Pull out every line below that contains the string "white", matching case exactly.

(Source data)
╔══

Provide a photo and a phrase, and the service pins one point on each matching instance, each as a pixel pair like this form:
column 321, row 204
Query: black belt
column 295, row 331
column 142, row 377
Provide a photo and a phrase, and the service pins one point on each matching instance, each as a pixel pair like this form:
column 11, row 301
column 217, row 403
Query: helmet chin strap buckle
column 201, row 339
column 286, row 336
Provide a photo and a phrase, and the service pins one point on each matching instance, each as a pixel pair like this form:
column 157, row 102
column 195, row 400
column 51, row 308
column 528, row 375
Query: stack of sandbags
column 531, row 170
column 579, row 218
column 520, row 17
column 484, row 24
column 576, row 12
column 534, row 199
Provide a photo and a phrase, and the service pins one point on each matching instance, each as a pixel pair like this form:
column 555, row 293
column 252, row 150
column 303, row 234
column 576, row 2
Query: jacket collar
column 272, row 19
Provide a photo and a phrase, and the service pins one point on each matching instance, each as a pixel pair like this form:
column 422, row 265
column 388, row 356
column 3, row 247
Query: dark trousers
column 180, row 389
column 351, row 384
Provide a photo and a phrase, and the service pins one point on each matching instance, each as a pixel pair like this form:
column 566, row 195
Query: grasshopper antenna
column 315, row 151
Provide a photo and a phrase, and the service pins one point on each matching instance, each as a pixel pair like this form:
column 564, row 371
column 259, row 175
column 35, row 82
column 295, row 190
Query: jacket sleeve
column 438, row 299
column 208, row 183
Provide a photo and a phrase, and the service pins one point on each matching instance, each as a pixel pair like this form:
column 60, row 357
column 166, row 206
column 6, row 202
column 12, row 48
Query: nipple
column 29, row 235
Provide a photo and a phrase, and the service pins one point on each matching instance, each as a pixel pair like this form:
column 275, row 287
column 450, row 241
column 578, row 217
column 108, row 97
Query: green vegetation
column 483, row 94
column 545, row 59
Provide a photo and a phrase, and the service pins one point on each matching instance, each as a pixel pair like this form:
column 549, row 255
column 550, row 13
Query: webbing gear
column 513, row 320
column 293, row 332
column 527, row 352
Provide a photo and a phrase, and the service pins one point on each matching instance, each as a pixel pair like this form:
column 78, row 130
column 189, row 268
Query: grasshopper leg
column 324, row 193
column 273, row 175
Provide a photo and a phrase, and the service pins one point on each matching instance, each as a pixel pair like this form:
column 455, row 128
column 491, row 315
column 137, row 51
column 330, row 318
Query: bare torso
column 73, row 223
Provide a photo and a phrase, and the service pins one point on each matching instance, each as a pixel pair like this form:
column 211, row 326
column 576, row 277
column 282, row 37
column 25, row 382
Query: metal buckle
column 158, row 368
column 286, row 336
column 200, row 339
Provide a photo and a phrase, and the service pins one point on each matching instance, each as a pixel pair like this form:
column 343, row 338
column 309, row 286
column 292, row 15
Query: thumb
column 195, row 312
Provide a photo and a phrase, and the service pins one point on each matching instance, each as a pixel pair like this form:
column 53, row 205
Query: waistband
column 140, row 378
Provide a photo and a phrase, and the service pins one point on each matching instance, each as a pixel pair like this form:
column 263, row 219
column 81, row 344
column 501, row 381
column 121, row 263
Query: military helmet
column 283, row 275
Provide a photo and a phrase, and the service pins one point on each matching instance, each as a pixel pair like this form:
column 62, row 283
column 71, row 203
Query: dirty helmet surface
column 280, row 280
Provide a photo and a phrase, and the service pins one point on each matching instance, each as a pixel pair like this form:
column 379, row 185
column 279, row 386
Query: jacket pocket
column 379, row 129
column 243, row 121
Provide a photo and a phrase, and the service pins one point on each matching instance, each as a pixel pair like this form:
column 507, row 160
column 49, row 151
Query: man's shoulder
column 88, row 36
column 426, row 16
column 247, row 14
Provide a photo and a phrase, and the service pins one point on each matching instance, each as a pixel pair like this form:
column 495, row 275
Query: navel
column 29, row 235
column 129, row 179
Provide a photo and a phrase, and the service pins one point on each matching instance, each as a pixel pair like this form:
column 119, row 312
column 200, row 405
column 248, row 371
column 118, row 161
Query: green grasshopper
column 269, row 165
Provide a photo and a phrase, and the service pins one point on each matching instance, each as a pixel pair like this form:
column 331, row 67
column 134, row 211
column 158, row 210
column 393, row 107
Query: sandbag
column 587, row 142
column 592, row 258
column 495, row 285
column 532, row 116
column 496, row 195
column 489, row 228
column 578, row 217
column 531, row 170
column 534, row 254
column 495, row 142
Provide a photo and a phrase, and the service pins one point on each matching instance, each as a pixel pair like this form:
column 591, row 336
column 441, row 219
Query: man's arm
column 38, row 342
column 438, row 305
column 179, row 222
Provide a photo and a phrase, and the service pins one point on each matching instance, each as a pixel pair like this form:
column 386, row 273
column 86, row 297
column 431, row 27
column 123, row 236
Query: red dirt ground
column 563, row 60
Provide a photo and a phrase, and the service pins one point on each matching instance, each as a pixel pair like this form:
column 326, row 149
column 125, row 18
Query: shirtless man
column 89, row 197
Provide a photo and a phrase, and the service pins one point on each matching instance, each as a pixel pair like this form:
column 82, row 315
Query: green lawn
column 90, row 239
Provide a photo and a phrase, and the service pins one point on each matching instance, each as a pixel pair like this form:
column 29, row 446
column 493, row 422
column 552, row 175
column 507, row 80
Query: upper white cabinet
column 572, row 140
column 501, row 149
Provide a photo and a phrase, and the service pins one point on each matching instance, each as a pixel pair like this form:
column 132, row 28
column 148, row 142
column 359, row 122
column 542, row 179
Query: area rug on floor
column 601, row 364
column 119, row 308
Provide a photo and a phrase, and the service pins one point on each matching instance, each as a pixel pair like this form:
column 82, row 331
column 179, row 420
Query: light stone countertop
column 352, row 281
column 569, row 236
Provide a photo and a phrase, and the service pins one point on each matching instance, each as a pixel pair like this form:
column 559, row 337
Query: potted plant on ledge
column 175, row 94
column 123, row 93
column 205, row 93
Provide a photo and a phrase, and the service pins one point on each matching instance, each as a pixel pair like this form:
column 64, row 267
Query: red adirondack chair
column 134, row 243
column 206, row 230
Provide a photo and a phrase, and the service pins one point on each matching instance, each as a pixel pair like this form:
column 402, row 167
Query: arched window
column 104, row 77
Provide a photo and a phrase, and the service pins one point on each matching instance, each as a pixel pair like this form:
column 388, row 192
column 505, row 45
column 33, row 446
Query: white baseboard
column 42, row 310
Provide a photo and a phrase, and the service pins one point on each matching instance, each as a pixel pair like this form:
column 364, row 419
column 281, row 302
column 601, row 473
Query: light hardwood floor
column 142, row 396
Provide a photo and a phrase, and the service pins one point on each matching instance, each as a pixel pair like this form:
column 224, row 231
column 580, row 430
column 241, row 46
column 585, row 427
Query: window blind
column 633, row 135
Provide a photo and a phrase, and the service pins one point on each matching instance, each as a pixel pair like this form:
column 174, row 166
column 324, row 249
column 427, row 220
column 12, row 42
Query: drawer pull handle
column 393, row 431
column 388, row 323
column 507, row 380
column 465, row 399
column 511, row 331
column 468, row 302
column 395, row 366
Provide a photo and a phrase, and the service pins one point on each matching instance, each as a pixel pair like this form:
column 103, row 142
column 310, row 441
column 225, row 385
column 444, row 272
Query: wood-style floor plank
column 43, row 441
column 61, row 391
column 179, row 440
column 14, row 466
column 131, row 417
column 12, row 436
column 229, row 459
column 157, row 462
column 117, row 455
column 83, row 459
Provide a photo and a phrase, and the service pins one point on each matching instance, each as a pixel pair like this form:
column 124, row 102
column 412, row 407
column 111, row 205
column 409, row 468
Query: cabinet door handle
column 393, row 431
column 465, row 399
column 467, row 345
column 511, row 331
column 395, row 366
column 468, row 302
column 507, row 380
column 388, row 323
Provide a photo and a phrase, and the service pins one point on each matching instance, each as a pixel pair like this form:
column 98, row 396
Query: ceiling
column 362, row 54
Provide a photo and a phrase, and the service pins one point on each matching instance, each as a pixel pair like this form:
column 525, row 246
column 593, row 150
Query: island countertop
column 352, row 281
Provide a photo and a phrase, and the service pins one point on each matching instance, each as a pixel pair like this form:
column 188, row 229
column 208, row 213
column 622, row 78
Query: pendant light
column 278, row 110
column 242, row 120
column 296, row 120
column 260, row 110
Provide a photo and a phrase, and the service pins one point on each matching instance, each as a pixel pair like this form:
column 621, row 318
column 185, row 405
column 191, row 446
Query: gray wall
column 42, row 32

╚══

▶ _FINAL RESULT_:
Query: upper white cabinet
Query: white baseboard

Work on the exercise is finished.